> [QUESTIONS ON THE MATERIAL]:
1/ Rewrite the part of the RAG blog post that begins at the words "So let’s use" and stops after "pick a value.", putting "cutoff" in place of "threshold".
2/ In the RAG blog post, what search_type value is passed to as_retriever?

> [SELECTED EXCERPT]:

-- Opening Marker --

RAG that admits when it's wrong

Published on Feb 2, 2026

3 min read

Prelude

You are setting up a RAG chatbot and would like to make it admit when it does not know the answer.

Say your RAG is helping you read books by answering questions about it. You not only want it to give you a (relevant) answer but to also admit defeat when it does not know.

Perhaps the previous blogpost sparked your curiosity.

Implementation

There are many available techniques here. As The Engineer, we will again strive to choose the most effective ones.

The most obvious choice is to try it via prompt engineering. A related one, as hinted before, is to take a deeper look at those relevance scores returned by the vector db.

Lastly, we do have the temperature hyperparameter. The lower the value, the more deterministic the model and thus less likely to pick “creative” answers. Implicitly however, this does rely on the prompt containing sufficient relevant data to be able to compute such a deterministic answer. Recall: rubbish in - rubbish out.

So let’s do all :)

Prompt

This part is very simple. Essentially add to the prompt any variation of:

If the answer is not contained within the provided context,
state that you do not know. Do not use outside knowledge.

We can see that working in the following screenshot:

Example output on prompt change

While questions which do have answers in the books are still answered as expected.

Relevance scores

The simplest is to use langchain’s retriever as

retriever = vector_store.as_retriever(
    search_type="similarity_score_threshold",
    search_kwargs={"score_threshold": threshold}
)

and then tune the threshold. However, this abstracts away the actual score.

So let’s use the slightly lower level approach on the vector_store itself:

relevant_docs = vector_store.similarity_search_with_relevance_scores(query, k=2)
relevant_docs = [doc for doc, score in relevant_docs if score > threshold]

This way we can manually filter out docs as we see fit, be it on score or other heuristics (hint ;)).

But how do we choose the threshold?

Well this is not easy. As a proof of concept, one can manually try out some good vs bad examples and pick a value.

Diving deeper, understanding the metric is critical. There are different options with different ranges and so on.

One would then create a gold queries dataset with both good and bad questions given the known data the RAG has access to, then finally do some nice data science and find a more accurate threshold.

-- Closing Marker --

[Stored data entries]
-- Opening Marker --

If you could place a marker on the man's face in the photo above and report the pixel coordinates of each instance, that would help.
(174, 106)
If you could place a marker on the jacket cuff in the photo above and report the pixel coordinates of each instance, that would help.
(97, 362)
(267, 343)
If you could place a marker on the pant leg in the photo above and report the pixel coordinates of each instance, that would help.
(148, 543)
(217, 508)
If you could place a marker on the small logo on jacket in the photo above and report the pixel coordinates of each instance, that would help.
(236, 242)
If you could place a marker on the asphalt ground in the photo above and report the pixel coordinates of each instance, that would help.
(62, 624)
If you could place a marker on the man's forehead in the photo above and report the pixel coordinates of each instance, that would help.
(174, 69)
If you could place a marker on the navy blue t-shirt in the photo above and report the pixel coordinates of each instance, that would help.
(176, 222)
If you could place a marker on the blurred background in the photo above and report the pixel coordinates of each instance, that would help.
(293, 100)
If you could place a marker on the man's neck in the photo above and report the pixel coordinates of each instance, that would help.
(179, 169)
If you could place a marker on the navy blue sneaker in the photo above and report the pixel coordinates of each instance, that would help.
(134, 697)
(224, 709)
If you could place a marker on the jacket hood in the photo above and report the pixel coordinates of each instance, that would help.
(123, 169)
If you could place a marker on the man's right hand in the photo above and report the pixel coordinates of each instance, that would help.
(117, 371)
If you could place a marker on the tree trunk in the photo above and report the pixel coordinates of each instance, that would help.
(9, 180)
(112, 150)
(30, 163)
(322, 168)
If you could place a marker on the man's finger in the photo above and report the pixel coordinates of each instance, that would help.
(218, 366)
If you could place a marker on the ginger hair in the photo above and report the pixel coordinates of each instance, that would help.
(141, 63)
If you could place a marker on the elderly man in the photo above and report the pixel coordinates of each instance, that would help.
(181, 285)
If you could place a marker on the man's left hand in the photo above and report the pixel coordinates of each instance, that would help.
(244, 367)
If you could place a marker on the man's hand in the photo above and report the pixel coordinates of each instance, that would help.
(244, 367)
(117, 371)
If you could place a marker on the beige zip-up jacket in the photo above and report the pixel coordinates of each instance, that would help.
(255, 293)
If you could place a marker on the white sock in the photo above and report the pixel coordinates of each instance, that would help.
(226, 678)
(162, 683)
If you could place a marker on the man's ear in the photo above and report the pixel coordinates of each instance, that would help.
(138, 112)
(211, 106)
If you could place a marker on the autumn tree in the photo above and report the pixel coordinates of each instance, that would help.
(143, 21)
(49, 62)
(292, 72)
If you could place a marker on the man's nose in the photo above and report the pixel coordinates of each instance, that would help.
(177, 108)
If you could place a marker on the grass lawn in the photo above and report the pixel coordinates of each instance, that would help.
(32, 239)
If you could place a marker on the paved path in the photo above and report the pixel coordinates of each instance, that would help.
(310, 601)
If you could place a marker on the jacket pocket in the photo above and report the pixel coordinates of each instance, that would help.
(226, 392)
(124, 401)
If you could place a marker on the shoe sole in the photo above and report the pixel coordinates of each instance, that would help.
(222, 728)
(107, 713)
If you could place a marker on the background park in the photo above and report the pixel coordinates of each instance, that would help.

-- Closing Marker --

> [LIST OF ANSWERS]:
1/
So let’s use the slightly lower level approach on the vector_store itself:

relevant_docs = vector_store.similarity_search_with_relevance_scores(query, k=2)
relevant_docs = [doc for doc, score in relevant_docs if score > cutoff]

This way we can manually filter out docs as we see fit, be it on score or other heuristics (hint ;)).

But how do we choose the cutoff?

Well this is not easy. As a proof of concept, one can manually try out some good vs bad examples and pick a value.

2/ "similarity_score_threshold"